#### [Material shown]
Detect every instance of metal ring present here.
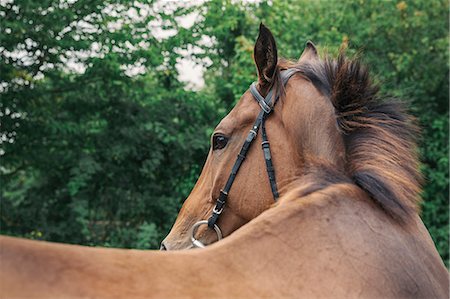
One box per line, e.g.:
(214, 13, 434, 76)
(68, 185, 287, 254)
(190, 220, 222, 248)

#### [Task directions]
Take the whole listing above and copy it exactly. Pictures do not go into the copy.

#### [Written answer]
Detect every instance of metal ring present here.
One box per line, e.g.:
(214, 13, 434, 76)
(68, 185, 287, 254)
(190, 220, 222, 248)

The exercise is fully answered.